◆ **Stated exercise**: Identify every line below that contains the word "insect" and copy each one.

Dataset rows on where objects appear:
--------------------------------

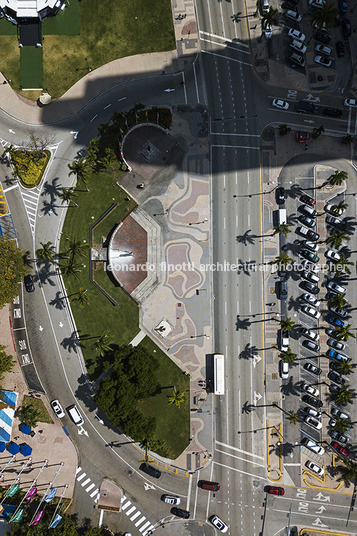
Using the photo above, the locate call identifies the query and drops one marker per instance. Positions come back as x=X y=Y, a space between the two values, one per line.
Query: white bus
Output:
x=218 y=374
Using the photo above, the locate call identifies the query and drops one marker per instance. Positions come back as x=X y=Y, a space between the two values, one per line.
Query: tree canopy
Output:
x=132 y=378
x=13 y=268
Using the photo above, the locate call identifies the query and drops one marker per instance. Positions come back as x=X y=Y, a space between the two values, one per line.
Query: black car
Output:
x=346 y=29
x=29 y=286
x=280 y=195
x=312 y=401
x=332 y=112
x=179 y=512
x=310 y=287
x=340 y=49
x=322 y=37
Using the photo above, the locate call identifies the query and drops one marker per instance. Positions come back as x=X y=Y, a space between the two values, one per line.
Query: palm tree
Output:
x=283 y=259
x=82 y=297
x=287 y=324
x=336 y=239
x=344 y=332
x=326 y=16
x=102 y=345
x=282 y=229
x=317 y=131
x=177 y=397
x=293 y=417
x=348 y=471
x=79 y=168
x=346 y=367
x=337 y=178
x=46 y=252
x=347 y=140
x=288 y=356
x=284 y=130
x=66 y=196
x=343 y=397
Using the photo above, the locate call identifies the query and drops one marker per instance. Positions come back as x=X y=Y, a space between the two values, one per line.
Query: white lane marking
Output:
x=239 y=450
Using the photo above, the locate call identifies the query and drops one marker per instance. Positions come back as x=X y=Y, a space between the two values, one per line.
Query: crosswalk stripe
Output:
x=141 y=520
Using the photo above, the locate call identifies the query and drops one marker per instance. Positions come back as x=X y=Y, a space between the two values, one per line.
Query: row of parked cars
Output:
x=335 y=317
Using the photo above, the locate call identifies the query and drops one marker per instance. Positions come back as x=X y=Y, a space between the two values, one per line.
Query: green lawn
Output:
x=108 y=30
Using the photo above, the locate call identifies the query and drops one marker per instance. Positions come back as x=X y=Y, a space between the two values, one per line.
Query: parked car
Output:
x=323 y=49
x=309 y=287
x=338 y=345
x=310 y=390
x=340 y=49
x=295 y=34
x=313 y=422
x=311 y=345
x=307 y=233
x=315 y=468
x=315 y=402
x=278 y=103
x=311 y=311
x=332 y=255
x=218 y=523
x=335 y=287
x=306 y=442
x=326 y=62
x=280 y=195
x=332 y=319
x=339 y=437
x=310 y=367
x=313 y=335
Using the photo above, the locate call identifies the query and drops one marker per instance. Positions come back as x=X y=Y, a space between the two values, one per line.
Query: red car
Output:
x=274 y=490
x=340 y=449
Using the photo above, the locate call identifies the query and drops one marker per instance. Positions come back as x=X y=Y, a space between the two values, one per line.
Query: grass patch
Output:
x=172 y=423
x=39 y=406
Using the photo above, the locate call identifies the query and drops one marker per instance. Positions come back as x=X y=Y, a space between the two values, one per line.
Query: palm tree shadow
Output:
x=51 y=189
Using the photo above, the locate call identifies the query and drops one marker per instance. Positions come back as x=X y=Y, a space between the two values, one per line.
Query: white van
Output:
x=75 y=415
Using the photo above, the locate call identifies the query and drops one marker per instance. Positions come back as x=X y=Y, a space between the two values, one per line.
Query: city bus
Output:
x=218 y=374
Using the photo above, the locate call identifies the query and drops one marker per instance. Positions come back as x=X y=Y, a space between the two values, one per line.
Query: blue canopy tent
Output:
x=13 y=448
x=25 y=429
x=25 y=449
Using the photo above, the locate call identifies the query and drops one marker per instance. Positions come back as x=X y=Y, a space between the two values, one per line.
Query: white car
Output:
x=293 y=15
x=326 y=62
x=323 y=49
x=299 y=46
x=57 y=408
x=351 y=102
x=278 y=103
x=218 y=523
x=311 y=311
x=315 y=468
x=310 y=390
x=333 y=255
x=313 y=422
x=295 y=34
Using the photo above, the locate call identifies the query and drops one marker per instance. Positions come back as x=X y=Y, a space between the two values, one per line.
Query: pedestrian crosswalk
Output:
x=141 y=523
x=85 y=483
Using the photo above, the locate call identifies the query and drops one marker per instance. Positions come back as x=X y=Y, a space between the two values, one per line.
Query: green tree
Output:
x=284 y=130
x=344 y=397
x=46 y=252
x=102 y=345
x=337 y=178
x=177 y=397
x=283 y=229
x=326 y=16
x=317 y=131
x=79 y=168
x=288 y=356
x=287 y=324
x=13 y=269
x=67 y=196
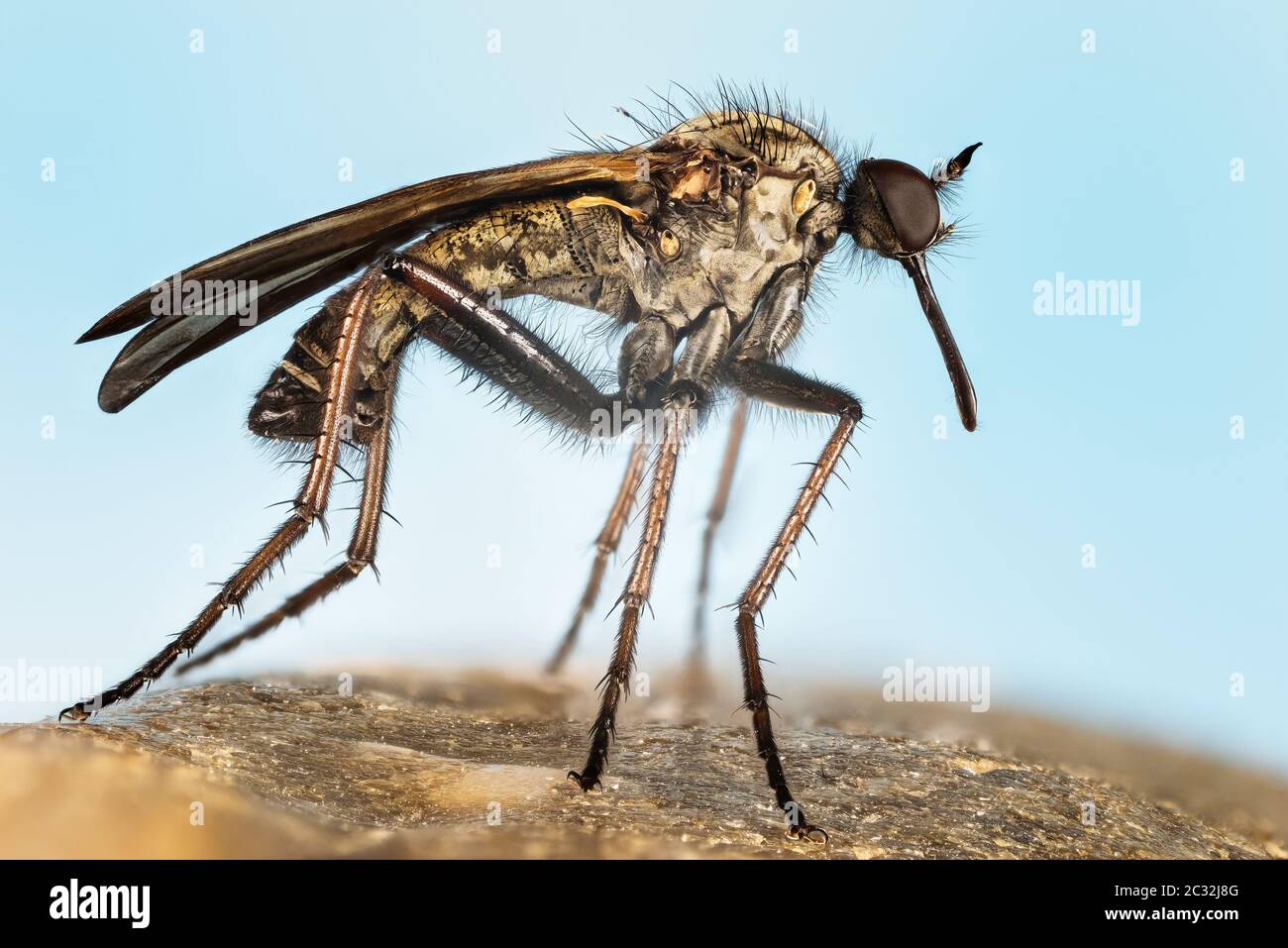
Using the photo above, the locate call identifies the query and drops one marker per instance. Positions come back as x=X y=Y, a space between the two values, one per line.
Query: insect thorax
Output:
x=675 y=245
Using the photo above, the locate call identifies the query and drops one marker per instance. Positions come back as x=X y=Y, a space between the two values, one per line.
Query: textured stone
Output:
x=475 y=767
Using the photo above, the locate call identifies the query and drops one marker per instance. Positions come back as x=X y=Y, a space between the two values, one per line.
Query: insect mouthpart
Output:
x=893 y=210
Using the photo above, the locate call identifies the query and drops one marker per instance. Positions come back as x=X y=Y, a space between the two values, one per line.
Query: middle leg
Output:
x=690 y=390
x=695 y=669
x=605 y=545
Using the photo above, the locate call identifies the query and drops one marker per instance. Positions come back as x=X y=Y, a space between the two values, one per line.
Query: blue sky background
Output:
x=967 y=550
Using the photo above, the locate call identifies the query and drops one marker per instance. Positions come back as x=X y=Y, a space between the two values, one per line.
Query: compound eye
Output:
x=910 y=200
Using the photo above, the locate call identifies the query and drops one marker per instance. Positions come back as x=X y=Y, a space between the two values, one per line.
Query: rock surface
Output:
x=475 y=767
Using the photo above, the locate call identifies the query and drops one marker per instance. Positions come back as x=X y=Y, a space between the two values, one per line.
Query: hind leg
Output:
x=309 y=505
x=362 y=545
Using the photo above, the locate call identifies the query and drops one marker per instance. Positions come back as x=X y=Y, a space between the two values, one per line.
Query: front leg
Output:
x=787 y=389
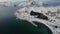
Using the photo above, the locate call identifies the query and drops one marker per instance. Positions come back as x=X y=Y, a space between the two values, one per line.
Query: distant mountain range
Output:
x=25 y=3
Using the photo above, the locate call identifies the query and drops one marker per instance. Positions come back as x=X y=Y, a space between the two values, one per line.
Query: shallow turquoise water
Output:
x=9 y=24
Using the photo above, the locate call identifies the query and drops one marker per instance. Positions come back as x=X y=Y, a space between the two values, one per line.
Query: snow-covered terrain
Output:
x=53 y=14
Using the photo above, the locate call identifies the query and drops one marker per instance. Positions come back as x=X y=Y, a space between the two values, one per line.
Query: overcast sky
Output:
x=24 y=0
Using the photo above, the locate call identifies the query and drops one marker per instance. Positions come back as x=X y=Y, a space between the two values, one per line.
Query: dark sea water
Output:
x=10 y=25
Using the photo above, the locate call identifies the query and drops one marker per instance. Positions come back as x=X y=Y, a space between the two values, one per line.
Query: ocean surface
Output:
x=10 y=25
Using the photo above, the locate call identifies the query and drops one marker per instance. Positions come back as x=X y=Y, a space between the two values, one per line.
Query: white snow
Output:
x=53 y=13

--------------------------------

◆ **Correct result**:
Query: insect thorax
Query: insect mouthpart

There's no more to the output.